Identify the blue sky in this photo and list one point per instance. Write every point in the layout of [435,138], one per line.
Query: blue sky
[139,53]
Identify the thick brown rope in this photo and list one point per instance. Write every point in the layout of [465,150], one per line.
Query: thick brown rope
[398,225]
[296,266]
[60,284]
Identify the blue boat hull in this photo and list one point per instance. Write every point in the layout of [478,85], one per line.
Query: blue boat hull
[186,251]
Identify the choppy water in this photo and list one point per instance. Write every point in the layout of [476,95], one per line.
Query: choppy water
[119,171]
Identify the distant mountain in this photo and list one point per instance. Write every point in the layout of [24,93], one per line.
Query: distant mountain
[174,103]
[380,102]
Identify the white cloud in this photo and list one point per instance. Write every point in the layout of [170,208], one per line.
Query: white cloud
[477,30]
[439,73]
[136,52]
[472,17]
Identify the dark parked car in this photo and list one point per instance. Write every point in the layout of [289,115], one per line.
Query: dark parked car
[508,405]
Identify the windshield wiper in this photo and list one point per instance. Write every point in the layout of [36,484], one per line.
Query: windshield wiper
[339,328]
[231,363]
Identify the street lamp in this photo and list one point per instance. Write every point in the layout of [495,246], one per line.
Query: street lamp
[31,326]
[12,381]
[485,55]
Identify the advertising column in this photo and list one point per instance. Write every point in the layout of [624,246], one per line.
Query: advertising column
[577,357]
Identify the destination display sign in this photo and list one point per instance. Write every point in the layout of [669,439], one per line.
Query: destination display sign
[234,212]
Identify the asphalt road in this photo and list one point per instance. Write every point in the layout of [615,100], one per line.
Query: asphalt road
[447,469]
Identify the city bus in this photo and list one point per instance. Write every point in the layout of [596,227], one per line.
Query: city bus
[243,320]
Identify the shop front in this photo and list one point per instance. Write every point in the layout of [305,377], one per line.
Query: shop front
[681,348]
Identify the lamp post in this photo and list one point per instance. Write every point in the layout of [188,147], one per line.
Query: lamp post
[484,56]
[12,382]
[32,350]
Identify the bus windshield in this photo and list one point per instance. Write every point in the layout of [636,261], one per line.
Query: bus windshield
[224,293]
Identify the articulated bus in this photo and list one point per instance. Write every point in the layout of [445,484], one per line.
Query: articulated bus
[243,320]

--------

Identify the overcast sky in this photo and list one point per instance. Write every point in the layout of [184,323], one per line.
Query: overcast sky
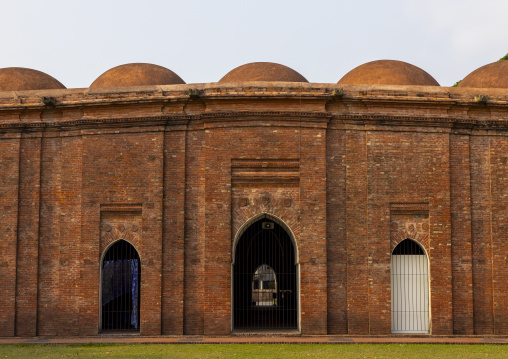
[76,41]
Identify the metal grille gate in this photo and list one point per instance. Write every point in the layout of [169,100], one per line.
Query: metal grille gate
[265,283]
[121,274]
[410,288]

--------

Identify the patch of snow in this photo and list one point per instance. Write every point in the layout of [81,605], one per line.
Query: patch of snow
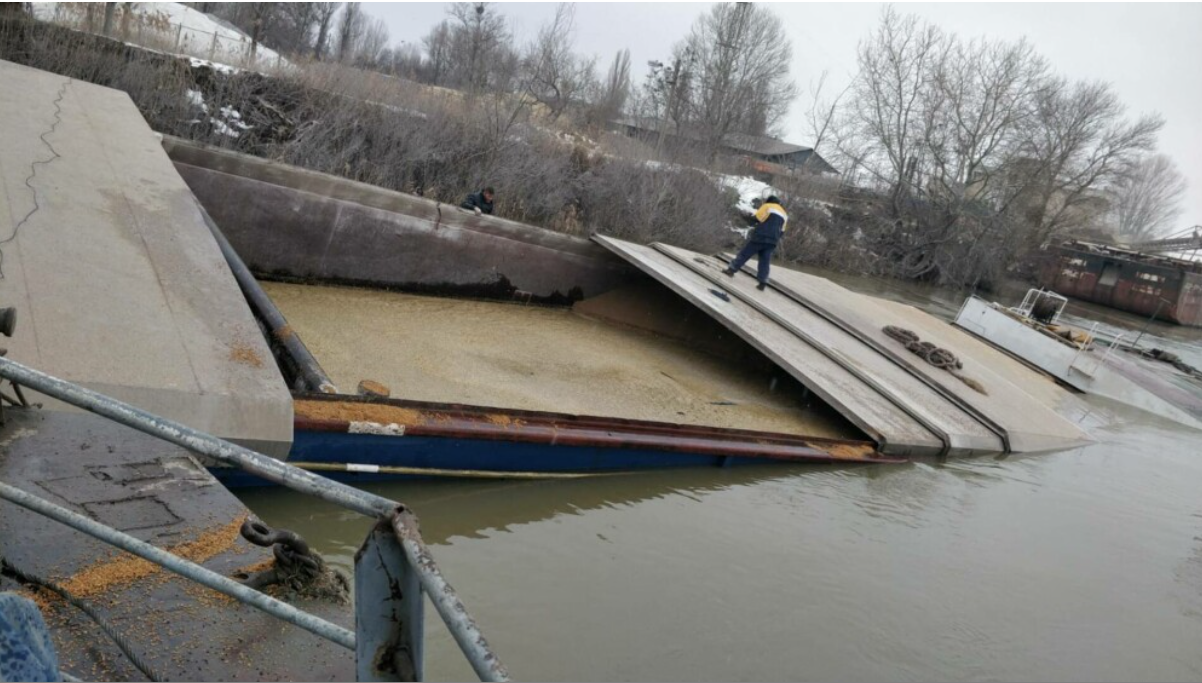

--------

INSTRUCTIONS FOR THE TASK → Which lines in the items above contain the string "city"? Report each of those lines in full, and treat uppercase and lowercase as different.

OUTPUT →
Identify the city bus in this photo and list one point per instance. Write every point in the layout of [596,227], one per line.
Query: city bus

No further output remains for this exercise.